Stored data entries
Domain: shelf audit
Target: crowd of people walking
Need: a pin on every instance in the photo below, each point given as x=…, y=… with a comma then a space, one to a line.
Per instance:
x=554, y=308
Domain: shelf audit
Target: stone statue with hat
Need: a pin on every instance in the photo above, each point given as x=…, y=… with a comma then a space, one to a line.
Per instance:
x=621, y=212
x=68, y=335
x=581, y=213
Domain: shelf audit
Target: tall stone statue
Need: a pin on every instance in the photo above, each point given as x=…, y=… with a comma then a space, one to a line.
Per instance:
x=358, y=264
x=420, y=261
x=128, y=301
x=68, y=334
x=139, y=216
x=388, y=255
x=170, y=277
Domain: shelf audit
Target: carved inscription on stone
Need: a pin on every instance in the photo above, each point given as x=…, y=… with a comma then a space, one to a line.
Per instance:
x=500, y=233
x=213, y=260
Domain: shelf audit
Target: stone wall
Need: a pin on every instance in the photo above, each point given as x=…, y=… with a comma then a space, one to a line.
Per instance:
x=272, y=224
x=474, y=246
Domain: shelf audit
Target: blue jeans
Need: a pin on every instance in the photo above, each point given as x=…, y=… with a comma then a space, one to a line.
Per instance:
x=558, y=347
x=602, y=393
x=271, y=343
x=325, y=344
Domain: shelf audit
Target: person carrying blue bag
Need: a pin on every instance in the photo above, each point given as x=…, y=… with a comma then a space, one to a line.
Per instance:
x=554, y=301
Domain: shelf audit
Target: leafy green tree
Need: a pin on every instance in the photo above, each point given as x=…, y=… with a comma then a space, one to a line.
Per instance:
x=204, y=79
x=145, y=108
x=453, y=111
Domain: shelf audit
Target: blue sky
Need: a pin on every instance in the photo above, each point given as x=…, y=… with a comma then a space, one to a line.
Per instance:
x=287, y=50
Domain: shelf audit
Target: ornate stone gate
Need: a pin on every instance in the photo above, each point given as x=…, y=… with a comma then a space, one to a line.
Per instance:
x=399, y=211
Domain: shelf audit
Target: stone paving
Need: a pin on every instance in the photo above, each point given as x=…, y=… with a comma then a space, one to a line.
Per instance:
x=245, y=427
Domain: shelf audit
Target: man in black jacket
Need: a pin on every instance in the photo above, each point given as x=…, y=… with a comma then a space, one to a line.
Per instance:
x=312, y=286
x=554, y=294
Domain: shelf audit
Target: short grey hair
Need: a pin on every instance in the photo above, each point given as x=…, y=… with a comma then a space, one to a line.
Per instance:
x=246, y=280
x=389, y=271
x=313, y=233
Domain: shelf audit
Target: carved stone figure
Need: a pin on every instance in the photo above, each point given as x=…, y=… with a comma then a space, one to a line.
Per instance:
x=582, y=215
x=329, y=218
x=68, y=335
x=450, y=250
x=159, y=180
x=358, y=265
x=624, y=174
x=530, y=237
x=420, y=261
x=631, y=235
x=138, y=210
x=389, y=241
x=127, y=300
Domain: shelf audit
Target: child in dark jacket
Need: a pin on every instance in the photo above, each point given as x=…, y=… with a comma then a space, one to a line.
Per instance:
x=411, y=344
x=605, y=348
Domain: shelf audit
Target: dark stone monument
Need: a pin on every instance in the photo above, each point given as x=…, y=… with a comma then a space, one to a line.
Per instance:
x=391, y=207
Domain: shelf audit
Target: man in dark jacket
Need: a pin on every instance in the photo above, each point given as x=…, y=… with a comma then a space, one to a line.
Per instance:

* [Assignment] The task requires an exact copy of all the lines above.

* [Exercise output]
Domain: shelf audit
Target: crowd of people walking
Need: a pin on every instance in the photo below, each point given as x=…, y=… with a comma then a space, one to a line.
Per instance:
x=554, y=308
Domain: shelf audit
Target: stone statue with hat
Need: a pin on every instance in the photo above, each point given as x=…, y=… with a comma then a space, one to a line.
Per instance:
x=621, y=212
x=68, y=335
x=581, y=213
Domain: shelf audit
Target: tall stone statue
Need: a pin on every instance in the photo above, each point given as x=…, y=… with a comma then a space, one to a line.
Per instance:
x=358, y=264
x=420, y=261
x=128, y=301
x=68, y=334
x=139, y=216
x=388, y=255
x=170, y=277
Domain: shelf audit
Target: carved inscription on stone
Need: a pin on every instance in the photo above, each point given as x=…, y=… with a comma then a space, one to a line.
Per instance:
x=500, y=233
x=213, y=260
Domain: shelf audit
Target: stone wall
Need: a pin on every instance in the photo above, each point given as x=…, y=… with a comma then a space, one to a line.
Per instance:
x=272, y=224
x=474, y=246
Domain: shelf audit
Target: blue jeans
Need: a pin on every instance in the photo above, each point given as x=…, y=… with a comma then a space, one to a line.
Per instance:
x=558, y=347
x=602, y=393
x=271, y=343
x=325, y=344
Domain: shelf audit
Target: person carrying blue bag
Need: a pin on every instance in the photo above, each point given as x=…, y=… with a comma then a space, one to a line.
Per instance:
x=554, y=301
Domain: shelf audit
Target: leafy green tree
Need: a pin on every instance in the photo above, each point given as x=…, y=… with a comma then a space, one to a line.
Per instance:
x=204, y=79
x=145, y=108
x=453, y=111
Domain: shelf audit
Target: blue sky
Need: a pin on every instance in the photo above, each point given as x=…, y=… with a comma then a space, one to a line.
Per instance:
x=287, y=50
Domain: shelf audit
Target: ornate stone gate
Need: a pin on every instance in the photo above, each point given as x=…, y=… with a comma then a space, one to a line.
Per instance:
x=399, y=211
Domain: shelf audit
Target: stone paving
Need: a pin on every instance in the photo above, each point given as x=…, y=… with a comma then a space, one to a line.
Per instance:
x=245, y=427
Domain: shelf audit
Target: man in black jacket
Need: a pin on every instance in the photo above, each point given as x=…, y=… with a comma then a space, one to a line.
Per instance:
x=312, y=286
x=554, y=294
Domain: shelf audit
Target: short grey hair
Need: a pin on every instance in the photo above, each point given as x=…, y=… with a comma then a space, one to a line.
Per instance:
x=246, y=280
x=389, y=271
x=313, y=233
Domain: shelf audit
Target: carved stone figure
Need: a pin on every instance in the photo above, each point given as x=…, y=… with a comma then a space, one to a line.
Per instance:
x=582, y=215
x=329, y=218
x=68, y=335
x=450, y=250
x=159, y=180
x=358, y=265
x=624, y=174
x=530, y=237
x=420, y=261
x=631, y=235
x=138, y=210
x=389, y=241
x=127, y=300
Domain: shelf audit
Target: child in dark jacket
Need: a pin on every instance in the photo above, each point given as x=…, y=… with a comma then a space, one to a line.
Per instance:
x=411, y=344
x=605, y=348
Domain: shelf audit
Target: dark stone monument
Need: a pin on every instance in the photo above, each point given as x=…, y=… with a comma then a space, one to a line.
Per instance:
x=391, y=207
Domain: shelf audit
Target: man in dark jacket
Need: a pin on every instance in the photo above, each point given as x=…, y=… with a comma then a space, one to a line.
Per instance:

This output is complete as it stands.